Exercise requirements: How many lines in the listing below contain the string "door"? Reply with the number alone.

* begin Exercise material *

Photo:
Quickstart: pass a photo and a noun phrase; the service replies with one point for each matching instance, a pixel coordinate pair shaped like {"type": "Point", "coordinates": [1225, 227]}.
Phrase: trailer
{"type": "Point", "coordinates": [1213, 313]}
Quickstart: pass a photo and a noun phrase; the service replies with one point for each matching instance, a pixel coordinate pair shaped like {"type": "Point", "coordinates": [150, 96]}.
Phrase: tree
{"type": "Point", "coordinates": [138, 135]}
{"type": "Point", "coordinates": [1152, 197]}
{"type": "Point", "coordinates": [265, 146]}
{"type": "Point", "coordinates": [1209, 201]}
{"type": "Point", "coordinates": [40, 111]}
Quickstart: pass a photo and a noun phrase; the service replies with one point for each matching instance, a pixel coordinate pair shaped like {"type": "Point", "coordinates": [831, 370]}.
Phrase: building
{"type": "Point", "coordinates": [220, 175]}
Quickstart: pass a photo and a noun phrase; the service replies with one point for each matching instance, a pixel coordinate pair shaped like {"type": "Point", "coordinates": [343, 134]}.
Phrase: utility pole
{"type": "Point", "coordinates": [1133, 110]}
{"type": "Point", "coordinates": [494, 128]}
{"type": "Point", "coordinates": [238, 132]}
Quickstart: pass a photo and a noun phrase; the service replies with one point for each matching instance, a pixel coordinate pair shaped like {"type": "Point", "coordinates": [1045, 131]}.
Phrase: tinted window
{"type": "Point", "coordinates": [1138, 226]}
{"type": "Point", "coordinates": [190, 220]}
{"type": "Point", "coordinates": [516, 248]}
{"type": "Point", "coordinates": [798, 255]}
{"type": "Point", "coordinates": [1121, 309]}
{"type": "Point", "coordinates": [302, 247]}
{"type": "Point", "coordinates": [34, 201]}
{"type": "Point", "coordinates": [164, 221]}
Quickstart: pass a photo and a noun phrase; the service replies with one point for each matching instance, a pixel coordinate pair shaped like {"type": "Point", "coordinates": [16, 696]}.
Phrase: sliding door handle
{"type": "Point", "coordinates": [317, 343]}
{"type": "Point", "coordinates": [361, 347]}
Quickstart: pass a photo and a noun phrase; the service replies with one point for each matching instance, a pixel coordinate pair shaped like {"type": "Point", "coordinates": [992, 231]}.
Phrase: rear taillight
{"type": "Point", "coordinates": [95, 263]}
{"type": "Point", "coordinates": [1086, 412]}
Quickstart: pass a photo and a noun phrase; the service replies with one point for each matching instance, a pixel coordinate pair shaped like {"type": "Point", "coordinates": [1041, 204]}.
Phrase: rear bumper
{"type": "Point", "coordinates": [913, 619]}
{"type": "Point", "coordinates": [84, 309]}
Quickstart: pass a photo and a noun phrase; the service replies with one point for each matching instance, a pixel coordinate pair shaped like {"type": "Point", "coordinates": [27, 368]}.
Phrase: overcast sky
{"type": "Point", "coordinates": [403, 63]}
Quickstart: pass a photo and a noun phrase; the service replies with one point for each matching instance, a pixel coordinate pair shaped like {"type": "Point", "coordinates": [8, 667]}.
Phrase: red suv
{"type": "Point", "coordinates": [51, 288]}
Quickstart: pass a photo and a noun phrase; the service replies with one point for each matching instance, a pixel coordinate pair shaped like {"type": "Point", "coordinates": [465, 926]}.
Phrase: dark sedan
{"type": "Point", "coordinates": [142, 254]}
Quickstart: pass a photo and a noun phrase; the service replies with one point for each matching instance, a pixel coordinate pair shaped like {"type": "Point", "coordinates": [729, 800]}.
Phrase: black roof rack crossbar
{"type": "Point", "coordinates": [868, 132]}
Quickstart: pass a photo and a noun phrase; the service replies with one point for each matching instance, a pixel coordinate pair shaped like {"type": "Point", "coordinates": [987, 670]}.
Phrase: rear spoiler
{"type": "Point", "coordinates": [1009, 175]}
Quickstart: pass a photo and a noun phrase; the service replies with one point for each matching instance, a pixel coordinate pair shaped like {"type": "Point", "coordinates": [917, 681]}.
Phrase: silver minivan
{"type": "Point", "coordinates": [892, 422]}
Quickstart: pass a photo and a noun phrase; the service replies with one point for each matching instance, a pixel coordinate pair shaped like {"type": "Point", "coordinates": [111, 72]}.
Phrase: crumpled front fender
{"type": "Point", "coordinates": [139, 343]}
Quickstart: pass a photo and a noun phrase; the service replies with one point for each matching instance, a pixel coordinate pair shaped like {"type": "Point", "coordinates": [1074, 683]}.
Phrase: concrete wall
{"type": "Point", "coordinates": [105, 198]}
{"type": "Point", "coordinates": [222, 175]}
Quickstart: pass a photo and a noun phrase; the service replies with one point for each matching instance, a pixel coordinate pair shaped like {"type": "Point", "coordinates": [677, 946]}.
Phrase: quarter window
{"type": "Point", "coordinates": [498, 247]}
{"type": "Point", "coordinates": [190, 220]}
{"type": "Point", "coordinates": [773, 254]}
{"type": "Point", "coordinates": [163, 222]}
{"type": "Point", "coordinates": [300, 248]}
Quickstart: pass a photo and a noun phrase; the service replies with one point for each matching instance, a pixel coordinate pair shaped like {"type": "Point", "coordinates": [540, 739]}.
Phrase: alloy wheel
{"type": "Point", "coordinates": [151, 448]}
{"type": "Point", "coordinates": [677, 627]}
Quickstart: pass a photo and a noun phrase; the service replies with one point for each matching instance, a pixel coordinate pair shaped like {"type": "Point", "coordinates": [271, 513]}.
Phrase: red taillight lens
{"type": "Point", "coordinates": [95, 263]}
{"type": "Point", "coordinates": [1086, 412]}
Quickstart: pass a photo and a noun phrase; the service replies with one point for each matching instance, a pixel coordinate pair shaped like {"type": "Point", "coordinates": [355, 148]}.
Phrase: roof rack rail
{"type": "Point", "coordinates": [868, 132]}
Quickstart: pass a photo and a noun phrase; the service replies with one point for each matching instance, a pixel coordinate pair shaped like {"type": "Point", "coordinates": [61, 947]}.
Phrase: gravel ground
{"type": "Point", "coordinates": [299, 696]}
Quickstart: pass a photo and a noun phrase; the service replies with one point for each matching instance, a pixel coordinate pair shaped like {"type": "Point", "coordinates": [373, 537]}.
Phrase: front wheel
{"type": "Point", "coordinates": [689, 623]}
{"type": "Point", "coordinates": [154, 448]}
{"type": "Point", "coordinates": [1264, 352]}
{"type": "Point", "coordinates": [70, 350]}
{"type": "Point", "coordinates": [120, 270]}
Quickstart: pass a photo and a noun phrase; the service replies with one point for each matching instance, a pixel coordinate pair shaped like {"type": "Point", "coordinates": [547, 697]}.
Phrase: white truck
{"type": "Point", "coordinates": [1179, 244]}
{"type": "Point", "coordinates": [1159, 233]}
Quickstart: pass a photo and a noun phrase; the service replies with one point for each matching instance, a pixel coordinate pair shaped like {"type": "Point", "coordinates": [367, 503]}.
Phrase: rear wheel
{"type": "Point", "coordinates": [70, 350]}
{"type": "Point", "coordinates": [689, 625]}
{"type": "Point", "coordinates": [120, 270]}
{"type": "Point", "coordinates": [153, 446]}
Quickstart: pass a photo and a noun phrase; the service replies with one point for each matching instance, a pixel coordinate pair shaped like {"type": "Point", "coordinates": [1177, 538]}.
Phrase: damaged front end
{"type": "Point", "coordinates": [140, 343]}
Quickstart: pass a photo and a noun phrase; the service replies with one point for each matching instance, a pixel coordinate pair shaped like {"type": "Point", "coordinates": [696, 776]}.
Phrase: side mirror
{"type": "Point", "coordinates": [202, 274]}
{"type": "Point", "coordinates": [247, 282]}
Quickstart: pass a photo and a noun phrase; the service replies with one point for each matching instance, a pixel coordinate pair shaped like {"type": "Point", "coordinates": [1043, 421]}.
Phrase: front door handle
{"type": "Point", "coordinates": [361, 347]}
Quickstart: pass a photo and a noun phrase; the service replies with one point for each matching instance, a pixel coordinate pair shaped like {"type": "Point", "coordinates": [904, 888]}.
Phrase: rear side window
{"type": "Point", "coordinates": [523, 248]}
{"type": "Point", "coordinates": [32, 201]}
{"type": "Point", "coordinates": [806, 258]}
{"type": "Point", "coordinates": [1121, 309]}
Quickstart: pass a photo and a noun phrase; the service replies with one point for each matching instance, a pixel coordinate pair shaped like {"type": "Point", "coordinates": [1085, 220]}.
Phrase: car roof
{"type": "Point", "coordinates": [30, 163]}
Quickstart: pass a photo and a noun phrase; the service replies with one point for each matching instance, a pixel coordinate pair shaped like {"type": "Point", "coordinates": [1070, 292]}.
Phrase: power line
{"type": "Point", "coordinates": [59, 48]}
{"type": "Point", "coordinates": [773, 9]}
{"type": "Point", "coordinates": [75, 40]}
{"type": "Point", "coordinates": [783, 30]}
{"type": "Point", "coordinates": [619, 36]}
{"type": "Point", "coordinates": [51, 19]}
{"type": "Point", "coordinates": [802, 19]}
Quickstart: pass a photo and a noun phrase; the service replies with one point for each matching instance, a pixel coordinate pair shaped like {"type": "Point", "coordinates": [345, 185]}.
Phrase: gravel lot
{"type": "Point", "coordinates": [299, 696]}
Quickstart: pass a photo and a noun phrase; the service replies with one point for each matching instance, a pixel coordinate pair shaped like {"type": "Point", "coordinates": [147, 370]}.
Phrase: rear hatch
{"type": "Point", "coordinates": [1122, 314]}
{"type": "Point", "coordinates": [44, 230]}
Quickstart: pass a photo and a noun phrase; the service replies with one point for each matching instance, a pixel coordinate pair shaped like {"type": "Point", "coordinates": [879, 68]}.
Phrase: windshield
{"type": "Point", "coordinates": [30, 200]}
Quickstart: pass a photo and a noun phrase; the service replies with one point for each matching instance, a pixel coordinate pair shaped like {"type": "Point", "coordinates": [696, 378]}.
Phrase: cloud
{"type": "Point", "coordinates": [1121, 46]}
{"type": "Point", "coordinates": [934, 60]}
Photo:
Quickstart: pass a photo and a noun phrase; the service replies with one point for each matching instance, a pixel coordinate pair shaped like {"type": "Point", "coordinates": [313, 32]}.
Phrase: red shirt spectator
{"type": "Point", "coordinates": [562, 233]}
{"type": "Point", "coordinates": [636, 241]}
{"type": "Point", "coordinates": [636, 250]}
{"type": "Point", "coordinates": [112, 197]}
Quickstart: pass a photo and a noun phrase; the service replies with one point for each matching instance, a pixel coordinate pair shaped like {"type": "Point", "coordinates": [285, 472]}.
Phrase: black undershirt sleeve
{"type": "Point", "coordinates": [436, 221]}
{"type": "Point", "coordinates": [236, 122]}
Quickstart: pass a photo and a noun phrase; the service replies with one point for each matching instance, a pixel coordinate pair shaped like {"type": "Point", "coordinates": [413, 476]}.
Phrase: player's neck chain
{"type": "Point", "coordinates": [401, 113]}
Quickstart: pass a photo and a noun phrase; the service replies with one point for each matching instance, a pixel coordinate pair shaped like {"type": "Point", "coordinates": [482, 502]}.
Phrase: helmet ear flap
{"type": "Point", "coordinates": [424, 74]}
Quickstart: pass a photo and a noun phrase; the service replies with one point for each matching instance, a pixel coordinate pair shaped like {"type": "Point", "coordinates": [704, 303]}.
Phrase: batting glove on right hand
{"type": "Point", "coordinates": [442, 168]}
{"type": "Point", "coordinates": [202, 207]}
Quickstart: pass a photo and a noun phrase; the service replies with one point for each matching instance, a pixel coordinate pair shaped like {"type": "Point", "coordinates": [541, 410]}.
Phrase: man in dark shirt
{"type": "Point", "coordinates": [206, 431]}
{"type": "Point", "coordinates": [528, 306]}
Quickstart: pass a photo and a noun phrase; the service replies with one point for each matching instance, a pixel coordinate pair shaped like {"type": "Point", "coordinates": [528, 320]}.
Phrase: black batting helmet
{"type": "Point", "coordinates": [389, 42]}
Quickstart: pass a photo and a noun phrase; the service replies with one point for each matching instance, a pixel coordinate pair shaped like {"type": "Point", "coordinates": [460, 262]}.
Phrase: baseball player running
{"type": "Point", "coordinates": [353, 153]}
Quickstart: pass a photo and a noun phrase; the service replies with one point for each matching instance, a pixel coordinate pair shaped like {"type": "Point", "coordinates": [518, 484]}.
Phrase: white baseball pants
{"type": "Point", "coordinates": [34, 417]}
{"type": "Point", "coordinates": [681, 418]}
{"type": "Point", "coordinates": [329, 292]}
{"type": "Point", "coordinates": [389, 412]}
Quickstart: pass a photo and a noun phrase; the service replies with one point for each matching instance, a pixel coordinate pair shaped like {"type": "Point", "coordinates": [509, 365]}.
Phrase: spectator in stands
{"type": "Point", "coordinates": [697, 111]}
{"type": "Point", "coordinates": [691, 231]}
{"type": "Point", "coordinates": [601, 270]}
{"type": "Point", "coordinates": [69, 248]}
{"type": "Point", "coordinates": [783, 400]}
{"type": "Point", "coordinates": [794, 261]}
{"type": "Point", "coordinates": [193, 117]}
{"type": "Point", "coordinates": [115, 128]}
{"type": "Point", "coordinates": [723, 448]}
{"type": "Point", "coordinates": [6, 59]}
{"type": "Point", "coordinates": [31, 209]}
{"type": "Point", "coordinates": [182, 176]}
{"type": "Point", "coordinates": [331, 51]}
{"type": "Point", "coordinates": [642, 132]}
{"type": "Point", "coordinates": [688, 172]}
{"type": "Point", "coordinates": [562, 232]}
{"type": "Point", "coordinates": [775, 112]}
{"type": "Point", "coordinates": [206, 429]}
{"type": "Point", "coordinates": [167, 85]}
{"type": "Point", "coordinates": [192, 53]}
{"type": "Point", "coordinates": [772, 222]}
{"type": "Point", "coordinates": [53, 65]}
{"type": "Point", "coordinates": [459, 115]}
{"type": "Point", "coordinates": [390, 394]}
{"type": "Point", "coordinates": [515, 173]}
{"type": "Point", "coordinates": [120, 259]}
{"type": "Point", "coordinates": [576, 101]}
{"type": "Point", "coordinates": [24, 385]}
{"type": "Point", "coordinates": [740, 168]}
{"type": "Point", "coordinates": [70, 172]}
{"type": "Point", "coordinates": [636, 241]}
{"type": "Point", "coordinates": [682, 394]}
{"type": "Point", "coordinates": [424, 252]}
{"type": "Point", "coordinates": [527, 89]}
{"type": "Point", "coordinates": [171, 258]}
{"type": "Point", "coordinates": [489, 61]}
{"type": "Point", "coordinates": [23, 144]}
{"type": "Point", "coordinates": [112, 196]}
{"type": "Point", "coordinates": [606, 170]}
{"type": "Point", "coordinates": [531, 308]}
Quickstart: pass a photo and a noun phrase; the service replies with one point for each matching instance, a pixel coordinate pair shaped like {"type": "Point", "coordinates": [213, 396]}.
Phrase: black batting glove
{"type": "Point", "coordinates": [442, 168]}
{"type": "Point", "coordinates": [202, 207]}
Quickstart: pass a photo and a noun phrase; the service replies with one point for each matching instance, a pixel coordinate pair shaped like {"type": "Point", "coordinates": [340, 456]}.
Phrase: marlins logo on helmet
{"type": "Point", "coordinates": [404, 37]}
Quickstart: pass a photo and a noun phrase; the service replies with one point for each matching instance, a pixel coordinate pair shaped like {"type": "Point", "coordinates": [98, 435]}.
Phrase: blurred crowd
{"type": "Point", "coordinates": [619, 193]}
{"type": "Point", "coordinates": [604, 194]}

* end Exercise material *

The reply: 2